C/C++---二進位制類(運算子號的過載)
【問題描述】
將一個16位二進位制數表示成0和1的字元序列,即用一個字元陣列來存放這個二進位制數。在這個類中設定兩個建構函式,一個是傳遞整數引數的,另一個是傳遞字串引數的。因為使用者在建立物件時傳遞的二進位制數,可能是以整數形式給出,也可能是以數字串形式給出,系統應該都能接受。另外有一個型別轉換函式int(),用來將類型別向整型轉換,即將二進位制形式的類物件轉換為整形數。兩個過載運算子“+”,“-”,用來完成兩個二進位制數之間的加減運算。
class binary { //定義二進位制類
char bits[16]; //二進位制字模陣列
public:
binary(char *); //字串引數建構函式
binary(int); //整型引數建構函式
friend binary operator +(binary,binary); //過載“+”,友元函式
friend binary operator -(binary,binary); //過載“-”,友元函式
operator int(); //類型別轉換函式,成員函式
friend ostream & operator <<(ostream &out, binary &b);//過載“<<”,以二進位制形式輸出
void print();//以整型形式輸出
};
主函式設計如下,請勿修改:
int main(){
binary n1=“1011”;
binary n2=int(n1)+15;
binary n3=n1-binary(7);
cout<<n1<<endl;
cout<<n2<<endl;
cout<<n3<<endl;
cout<<int(n2)+5<<endl;
n2=n2-binary(5);
n2.print();
n3=n3+binary(5);
n3.print();
cout<<int(n3)-5<<endl;
return 0;
}
【樣例輸出】
0000000000001011
0000000000011010
0000000000000100
31
21
9
4
程式碼如下
#include<iostream>
#include<string.h>
#include<cmath>
using namespace std;
class binary {
char bits[16];
public:
binary(char *s);
binary(int n);
friend binary operator+(binary b1, binary b2);
friend binary operator-(binary b1, binary b2);
operator int();
friend ostream & operator<<(ostream &out, binary &b);
void print();
};
binary::binary(char *s)
{
int i, size = strlen(s);
for (i = 0; i < 16 - size; i++)
{
bits[i] = '0';
}
for (int j = 0; j < size; j++,i++)
{
bits[i] = s[j];
}
}
binary::binary(int n)
{
int re, i = 0;
while (n != 0)
{
re = n % 2;
bits[i++] = re + 48;
n /= 2;
}
while (i<16)
{
bits[i++] = '0';
}
for (int k = 0, j = 15; k < j; k++, j--)
{
re = bits[k];
bits[k] = bits[j];
bits[j] = re;
}
}
binary::operator int()
{
int j = 0, ans = 0;
for (int i = 15; i >= 0; i--,j++)
{
ans += (bits[i] - 48)*pow(2, j);
}
return ans;
}
void binary::print()
{
cout << int(*this) << endl;
}
binary operator+(binary b1, binary b2)
{
binary temp(int(b1)+int(b2));
return temp;
}
binary operator-(binary b1, binary b2)
{
binary temp(int(b1)-int(b2));
return temp;
}
ostream & operator<<(ostream & out, binary & b)
{
for (int i = 0; i < 16; i++)
out << b.bits[i];
return out;
}
int main()
{
binary n1 = const_cast<char*>("1011");
binary n2 = int(n1) + 15;
binary n3 = n1 - binary(7);
cout << n1 << endl;
cout << n2 << endl;
cout << n3 << endl;
cout << int(n2) + 5 << endl;
n2 = n2 - binary(5);
n2.print();
n3 = n3 + binary(5);
n3.print();
cout << int(n3) - 5 << endl;
return 0;
}

[資料集記錄]
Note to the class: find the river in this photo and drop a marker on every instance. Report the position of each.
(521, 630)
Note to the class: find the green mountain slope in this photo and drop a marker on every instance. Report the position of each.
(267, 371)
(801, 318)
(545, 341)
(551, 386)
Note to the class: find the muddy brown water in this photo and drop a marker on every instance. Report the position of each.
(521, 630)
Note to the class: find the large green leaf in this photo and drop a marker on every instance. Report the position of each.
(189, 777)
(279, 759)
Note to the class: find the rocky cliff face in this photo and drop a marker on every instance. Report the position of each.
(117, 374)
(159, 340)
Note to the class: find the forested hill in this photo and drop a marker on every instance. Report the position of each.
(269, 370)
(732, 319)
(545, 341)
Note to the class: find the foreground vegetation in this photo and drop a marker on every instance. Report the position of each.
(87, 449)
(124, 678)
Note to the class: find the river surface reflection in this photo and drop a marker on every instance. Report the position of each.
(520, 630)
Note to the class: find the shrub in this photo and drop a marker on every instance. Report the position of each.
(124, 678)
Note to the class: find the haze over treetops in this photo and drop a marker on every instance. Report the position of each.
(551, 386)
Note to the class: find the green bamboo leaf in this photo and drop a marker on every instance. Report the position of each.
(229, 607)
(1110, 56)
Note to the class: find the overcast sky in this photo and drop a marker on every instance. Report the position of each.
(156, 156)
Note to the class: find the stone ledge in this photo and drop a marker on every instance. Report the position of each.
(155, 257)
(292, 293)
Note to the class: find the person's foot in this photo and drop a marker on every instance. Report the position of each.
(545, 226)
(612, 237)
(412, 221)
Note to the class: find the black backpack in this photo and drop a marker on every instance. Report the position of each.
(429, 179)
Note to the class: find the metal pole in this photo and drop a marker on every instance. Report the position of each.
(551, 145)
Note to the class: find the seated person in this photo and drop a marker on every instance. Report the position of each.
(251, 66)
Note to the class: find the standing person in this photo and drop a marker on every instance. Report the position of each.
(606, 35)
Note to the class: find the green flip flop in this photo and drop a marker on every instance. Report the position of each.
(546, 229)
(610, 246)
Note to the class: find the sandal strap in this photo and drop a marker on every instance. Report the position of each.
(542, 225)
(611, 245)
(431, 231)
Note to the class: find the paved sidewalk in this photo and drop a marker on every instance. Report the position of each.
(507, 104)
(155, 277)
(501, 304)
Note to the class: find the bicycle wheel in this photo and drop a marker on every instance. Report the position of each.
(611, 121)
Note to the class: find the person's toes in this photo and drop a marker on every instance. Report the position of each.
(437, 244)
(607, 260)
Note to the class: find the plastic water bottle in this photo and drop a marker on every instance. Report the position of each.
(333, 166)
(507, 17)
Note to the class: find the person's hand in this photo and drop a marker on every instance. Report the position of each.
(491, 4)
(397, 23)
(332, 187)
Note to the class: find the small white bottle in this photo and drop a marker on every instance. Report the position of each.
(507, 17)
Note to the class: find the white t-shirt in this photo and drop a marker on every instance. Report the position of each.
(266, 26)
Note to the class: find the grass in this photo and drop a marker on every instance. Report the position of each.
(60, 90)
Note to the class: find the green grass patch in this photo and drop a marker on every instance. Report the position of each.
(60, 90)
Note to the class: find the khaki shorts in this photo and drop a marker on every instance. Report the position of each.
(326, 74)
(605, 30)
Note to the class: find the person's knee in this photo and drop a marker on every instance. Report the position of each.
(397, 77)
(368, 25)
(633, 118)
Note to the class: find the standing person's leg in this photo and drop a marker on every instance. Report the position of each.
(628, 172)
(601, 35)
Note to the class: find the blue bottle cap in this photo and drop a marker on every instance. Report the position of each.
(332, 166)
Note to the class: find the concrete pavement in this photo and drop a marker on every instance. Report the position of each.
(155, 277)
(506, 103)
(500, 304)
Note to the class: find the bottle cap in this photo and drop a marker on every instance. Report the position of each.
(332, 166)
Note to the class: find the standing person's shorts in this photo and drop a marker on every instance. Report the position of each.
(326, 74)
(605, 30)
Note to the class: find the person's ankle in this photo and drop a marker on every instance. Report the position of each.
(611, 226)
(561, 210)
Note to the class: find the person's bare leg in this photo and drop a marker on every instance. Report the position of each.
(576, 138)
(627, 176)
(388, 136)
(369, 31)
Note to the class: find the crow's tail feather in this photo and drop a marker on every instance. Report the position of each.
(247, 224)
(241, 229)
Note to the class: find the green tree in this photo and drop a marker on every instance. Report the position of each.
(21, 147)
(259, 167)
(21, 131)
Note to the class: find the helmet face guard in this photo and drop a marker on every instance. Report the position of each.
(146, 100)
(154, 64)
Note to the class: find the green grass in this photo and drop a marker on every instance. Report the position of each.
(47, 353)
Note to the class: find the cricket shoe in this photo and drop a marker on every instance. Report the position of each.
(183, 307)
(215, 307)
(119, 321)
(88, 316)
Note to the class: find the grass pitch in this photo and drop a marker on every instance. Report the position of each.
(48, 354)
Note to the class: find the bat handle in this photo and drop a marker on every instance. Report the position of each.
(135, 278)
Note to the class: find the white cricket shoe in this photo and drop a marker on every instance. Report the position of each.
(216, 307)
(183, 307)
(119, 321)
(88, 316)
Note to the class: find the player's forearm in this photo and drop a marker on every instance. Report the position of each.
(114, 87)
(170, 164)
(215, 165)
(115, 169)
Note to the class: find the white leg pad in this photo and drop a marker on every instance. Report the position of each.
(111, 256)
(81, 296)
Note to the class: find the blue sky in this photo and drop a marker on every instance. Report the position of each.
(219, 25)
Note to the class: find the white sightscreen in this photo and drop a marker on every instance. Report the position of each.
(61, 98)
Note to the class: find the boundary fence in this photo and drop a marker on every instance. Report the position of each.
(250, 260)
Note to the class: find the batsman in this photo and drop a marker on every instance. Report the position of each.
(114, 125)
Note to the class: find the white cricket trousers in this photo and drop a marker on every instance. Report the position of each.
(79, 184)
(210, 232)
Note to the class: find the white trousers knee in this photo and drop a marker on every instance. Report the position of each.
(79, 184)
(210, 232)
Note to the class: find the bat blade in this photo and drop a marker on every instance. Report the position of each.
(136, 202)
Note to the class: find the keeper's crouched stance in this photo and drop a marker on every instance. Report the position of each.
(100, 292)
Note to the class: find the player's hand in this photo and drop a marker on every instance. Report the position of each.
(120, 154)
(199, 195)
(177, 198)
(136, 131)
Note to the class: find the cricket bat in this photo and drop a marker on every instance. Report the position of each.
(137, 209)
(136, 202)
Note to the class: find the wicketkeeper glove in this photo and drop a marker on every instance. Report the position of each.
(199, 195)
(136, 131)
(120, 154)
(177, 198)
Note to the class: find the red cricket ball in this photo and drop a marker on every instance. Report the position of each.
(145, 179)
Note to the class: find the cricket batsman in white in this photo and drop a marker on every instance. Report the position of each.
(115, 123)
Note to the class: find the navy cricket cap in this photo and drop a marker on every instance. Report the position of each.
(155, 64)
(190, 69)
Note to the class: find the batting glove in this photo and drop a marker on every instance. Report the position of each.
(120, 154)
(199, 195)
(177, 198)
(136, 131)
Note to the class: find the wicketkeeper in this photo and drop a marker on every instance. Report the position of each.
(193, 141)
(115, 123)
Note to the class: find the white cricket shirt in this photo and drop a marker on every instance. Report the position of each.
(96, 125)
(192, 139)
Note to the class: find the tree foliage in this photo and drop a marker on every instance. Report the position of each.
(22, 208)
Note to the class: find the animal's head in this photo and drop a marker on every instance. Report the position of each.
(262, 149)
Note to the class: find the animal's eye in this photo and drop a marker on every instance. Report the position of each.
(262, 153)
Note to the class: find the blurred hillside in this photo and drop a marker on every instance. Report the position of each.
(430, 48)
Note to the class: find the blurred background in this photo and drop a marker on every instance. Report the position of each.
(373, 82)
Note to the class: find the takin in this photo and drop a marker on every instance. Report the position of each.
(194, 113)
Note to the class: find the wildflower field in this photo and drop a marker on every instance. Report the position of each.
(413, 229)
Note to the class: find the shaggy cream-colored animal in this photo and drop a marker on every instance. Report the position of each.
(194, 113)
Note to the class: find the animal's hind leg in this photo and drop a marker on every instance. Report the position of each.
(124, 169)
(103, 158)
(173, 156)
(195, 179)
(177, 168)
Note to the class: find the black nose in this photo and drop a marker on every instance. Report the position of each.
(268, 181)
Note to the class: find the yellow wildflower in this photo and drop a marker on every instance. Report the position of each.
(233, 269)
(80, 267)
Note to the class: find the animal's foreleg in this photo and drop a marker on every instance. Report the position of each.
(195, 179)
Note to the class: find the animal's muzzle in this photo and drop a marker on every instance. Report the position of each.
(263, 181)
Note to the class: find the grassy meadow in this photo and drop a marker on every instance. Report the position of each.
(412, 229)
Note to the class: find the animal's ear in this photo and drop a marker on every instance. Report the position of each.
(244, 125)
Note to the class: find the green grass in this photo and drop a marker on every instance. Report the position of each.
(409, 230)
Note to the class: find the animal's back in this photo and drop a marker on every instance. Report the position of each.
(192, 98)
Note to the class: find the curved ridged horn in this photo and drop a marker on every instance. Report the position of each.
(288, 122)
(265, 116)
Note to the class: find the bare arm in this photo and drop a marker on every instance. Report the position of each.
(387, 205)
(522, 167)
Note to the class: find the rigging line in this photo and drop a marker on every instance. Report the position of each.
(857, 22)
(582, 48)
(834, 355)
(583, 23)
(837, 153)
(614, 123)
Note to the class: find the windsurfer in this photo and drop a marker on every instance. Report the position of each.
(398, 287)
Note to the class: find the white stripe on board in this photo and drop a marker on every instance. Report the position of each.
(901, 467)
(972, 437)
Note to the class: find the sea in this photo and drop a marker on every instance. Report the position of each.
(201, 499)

練習題 → 能否把二進位制類那篇原文中，從含有“C/C++---二進位制類(運算子號的過載)”的字句起、到“個二進位制數之間的加減運算。”止的這一段，一字不改地重抄一遍？

參考解答 →
C/C++---二進位制類(運算子號的過載)
【問題描述】
將一個16位二進位制數表示成0和1的字元序列,即用一個字元陣列來存放這個二進位制數。在這個類中設定兩個建構函式,一個是傳遞整數引數的,另一個是傳遞字串引數的。因為使用者在建立物件時傳遞的二進位制數,可能是以整數形式給出,也可能是以數字串形式給出,系統應該都能接受。另外有一個型別轉換函式int(),用來將類型別向整型轉換,即將二進位制形式的類物件轉換為整形數。兩個過載運算子“+”,“-”,用來完成兩個二進位制數之間的加減運算。